The tasks —
**A)** In the text on synthetic microfibers, what percentage of human-made debris on shorelines around the world did the 2011 paper find to be microfibers?
**B)** From the text on synthetic microfibers, write out the part that opens with the words containing "In a groundbreaking" and closes with "pretty disgusting thought.".

Supplied text —
[BEGIN]
Allow me to explain. Pretty much all textiles that are not linen, hemp, silk or cotton are made from petrochemicals. All of these synthetics are non-biodegradable as well.

Sherri Mason, a researcher at SUNY in New York, recently talked about cutting open a Great Lakes fish. What she found inside were synthetic fibers, and they were everywhere. Under a microscope, they seemed to be "weaving themselves into the gastrointestinal tract." Studies indicate that the fibers in our clothes could be poisoning our waterways and food chain on a massive scale. Microfibers–tiny threads shed from fabric–have been found in abundance on shorelines where wastewater is released. In a 2016 study, researchers at the University of California at Santa Barbara found that, on average, synthetic fleece jackets release 1.7 grams of microfibers each wash. It also found that older jackets shed almost twice as many fibers as new jackets. "These microfibers then travel to your local wastewater treatment plant, where up to 40 percent of them enter rivers, lakes and oceans," according to findings published on the researchers' website.

Those fibers are bio-accumulating in the fish. Microbeads, recently banned in the U.S., are a better-known variety of microplastic, but recent studies have found microfibers to be even more pervasive.

In a groundbreaking 2011 paper, Mark Browne, now a senior research associate at the University of New South Wales, Australia, found that microfibers make up 85 percent of human-made debris on shorelines around the world. That's a pretty disgusting thought.
[END]
Extracted material —
[BEGIN]
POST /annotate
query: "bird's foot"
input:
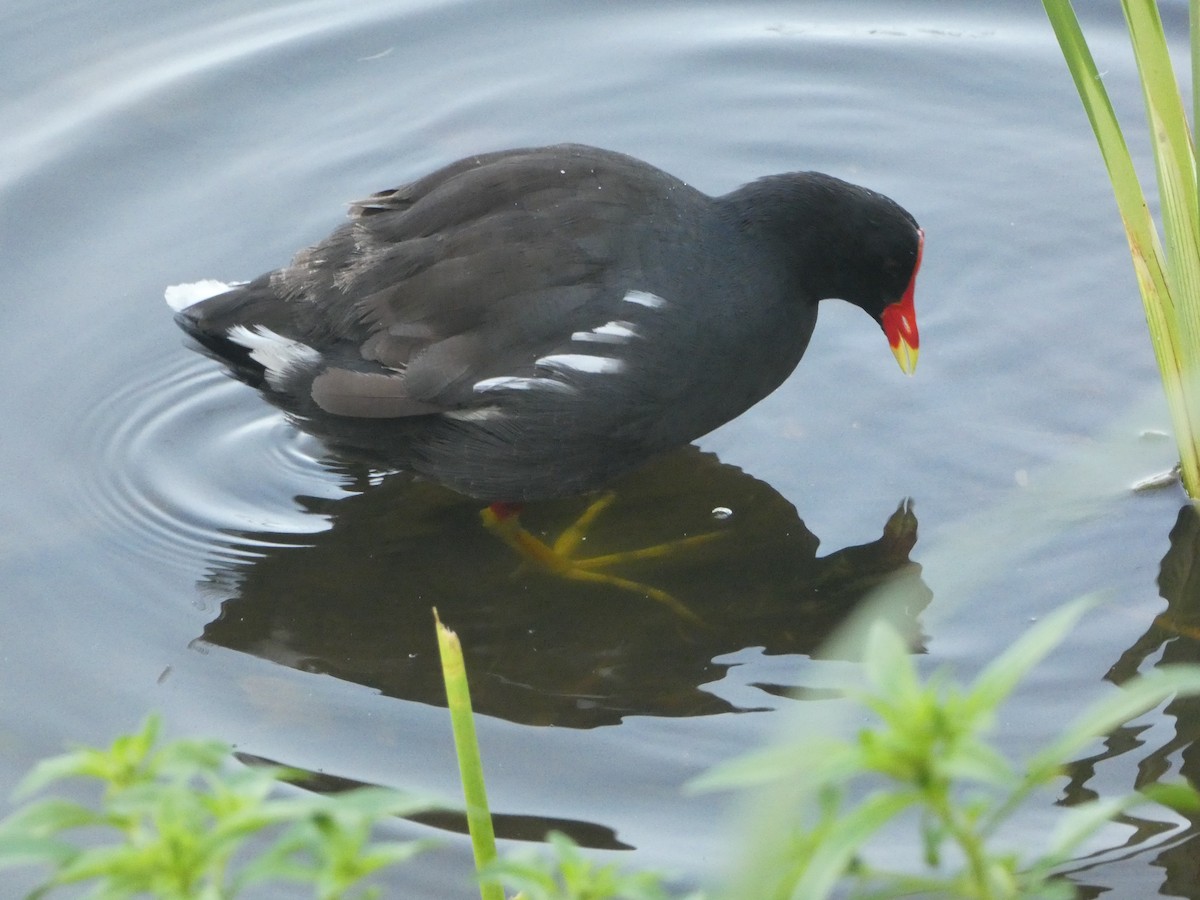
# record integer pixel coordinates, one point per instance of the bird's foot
[END]
[BEGIN]
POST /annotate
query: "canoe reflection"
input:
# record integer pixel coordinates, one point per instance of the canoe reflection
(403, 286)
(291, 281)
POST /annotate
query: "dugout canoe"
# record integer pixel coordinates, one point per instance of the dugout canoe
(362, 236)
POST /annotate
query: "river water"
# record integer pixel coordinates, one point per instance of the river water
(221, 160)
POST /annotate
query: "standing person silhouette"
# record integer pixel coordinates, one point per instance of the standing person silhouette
[END]
Task-by-task answers —
**A)** 85 percent

**B)**
In a groundbreaking 2011 paper, Mark Browne, now a senior research associate at the University of New South Wales, Australia, found that microfibers make up 85 percent of human-made debris on shorelines around the world. That's a pretty disgusting thought.